Given passage
____________

I’ve long said that modal cards need a non-embarrassing mode to be worth playing in a deck, as all of the flexibility doesn’t matter if a cube deck doesn’t want to play any part of the card itself. The mode that is the closest to getting there was the hard cast mode, although when it was played, the Omen side was surprisingly pretty good, even if under-rate by cube standards.
TrainmasterGT:
Power: 3.5, Vibes: 3.5
I think I like this guy? Here’s my problem. I love adventure cards. These are not adventure cards… but they have a lot of the same style of “cast your spell, get a guy later.” The only issue: you have to draw them again. In a way, these are closer to self-renewing split cards than anything else. That’s cool, but maybe not the most effective system for this sort of card.

____________

Written instruction 1
According to the card review, what kind of cards does TrainmasterGT say these cards are closest to?

Dataset excerpts
____________

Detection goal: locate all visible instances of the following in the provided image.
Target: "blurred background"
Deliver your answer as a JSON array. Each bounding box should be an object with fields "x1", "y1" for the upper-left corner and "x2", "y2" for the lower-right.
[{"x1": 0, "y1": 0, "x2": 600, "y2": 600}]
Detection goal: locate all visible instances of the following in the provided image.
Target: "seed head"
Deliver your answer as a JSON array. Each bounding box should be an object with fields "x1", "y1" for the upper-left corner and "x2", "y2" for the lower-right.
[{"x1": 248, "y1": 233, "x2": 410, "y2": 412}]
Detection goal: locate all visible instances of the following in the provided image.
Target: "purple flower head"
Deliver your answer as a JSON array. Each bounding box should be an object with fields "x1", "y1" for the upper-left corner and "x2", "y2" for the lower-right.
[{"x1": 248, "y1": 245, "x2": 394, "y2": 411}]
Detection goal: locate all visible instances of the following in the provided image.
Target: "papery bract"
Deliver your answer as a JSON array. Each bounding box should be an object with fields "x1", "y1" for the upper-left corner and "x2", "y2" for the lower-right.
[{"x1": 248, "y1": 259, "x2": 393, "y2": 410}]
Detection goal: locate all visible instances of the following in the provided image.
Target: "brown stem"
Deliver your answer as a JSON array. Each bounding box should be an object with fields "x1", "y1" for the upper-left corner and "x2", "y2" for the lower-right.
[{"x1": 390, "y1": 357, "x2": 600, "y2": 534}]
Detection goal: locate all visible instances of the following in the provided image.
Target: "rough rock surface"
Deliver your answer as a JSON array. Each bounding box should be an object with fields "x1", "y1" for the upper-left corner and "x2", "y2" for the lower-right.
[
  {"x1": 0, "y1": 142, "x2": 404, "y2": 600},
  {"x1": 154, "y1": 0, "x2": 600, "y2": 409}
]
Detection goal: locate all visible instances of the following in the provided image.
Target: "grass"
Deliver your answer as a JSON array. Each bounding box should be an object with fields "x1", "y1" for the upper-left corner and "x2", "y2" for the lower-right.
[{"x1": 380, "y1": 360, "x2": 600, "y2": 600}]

____________

Written instruction 2
Return each line of the records that contains the word "Target".

Complete output 1
Self-renewing split cards.

Complete output 2
Target: "blurred background"
Target: "seed head"
Target: "purple flower head"
Target: "papery bract"
Target: "brown stem"
Target: "rough rock surface"
Target: "grass"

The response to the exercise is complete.